§ Aim of the exercise: Change "Caribbean" to "Pacific" in the coral reef article listing, giving its text starting with "Open Access" and going on through "Dulvy Nicholas K.".

§ Extracted text:
Open Access
Complex reef architecture supports more small‐bodied fishes and longer food chains on Caribbean reefs
Author(s) -
Alvarez-Filip Lorenzo,
Gill Jennifer A.,
Dulvy Nicholas K.
Publication year - 2011
Publication title -
ecosphere
Language(s) - English
Resource type - Journals
SCImago Journal Rank - 1.255
H-Index - 57
ISSN - 2150-8925
DOI - 10.1890/es11-00185.1
Subject(s) - reef , coral reef , coral reef fish , resilience of coral reefs , ecology , aquaculture of coral , fishery , coral , coral reef protection , biology , geography
Coral community shifts towards reefs dominated by stress‐resistant corals have contributed to rapid declines in the architectural complexity of reefs throughout the Caribbean. Complex reef architecture provides important niches and refuges for many reef fishes and thus widespread declines in reef complexity could have important consequences for the structure and function of fish assemblages. We explore the influence of reef architecture on fish assemblages by comparing the size and trophic structure of reef fishes along a 20 km‐long 15‐reef gradient of coral cover, coral species dominance and architectural complexity in Cozumel, Mexico. Our results show that reefs with high architectural complexity, in particular those dominated by robust Montastraea corals, supported fish assemblages with larger numbers of individuals in the smallest size classes (<20 cm) and longer food chains (higher mean trophic levels). The association between coral complexity and fish communities is highly size‐structured and is greatest for smallest size classes. The greater abundance of both small fish and the key early life stages of larger fishes on more complex reefs suggests that architectural complexity may influence entire reef fish assemblages, even though larger fish are less dependent on reef complexity. Key reef‐building corals such as Montastraea are thus likely to be disproportionately important for maintaining reef fish communities, and shifts in Caribbean coral communities may compromise fish recruitment and truncate food chains, reducing resilience and inhibiting reef recovery from degradation.

§ Records provided:
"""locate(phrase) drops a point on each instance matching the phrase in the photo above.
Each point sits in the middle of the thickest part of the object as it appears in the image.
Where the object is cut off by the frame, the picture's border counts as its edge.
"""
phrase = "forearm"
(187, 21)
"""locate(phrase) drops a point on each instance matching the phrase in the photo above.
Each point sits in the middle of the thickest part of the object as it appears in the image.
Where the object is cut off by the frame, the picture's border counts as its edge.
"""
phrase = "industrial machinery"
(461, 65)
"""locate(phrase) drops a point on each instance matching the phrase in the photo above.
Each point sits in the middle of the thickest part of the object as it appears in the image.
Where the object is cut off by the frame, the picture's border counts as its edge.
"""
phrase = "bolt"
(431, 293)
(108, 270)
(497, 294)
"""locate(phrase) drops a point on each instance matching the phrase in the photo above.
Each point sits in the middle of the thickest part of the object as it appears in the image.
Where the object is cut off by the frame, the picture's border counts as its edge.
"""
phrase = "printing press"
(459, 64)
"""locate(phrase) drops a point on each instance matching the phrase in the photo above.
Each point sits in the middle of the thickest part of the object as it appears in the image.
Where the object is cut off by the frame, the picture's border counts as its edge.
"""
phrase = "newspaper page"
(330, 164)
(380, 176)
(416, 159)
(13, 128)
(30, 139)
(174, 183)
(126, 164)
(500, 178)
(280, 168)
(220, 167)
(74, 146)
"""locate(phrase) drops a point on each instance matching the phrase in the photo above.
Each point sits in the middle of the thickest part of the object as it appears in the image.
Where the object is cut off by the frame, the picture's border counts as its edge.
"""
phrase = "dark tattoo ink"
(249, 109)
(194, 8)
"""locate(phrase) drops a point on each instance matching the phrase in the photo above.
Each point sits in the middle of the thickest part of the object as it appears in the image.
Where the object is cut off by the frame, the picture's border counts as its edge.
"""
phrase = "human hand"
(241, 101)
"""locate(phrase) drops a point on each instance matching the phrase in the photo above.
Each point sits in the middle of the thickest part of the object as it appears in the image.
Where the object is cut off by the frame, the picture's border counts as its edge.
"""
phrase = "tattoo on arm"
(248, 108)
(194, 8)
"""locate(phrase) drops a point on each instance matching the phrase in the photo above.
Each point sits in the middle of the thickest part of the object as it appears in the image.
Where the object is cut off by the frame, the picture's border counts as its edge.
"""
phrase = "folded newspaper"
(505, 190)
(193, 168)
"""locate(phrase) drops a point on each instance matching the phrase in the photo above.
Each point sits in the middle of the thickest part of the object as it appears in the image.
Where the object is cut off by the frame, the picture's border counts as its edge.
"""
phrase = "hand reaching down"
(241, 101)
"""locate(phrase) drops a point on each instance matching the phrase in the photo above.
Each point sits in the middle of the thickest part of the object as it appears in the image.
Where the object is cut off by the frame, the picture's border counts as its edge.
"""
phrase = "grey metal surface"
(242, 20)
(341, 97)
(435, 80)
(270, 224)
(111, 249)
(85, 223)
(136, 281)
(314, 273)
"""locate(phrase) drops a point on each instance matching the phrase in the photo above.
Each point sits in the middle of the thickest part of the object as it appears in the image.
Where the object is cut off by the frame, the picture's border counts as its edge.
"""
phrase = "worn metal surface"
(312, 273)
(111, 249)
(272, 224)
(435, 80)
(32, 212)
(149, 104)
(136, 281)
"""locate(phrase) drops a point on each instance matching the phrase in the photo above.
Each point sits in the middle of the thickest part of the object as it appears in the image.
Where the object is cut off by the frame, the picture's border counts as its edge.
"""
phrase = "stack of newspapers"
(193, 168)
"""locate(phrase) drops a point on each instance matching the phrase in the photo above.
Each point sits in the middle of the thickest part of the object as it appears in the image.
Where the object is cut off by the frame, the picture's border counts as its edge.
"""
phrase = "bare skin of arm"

§ Solution for this task:
Open Access
Complex reef architecture supports more small‐bodied fishes and longer food chains on Pacific reefs
Author(s) -
Alvarez-Filip Lorenzo,
Gill Jennifer A.,
Dulvy Nicholas K.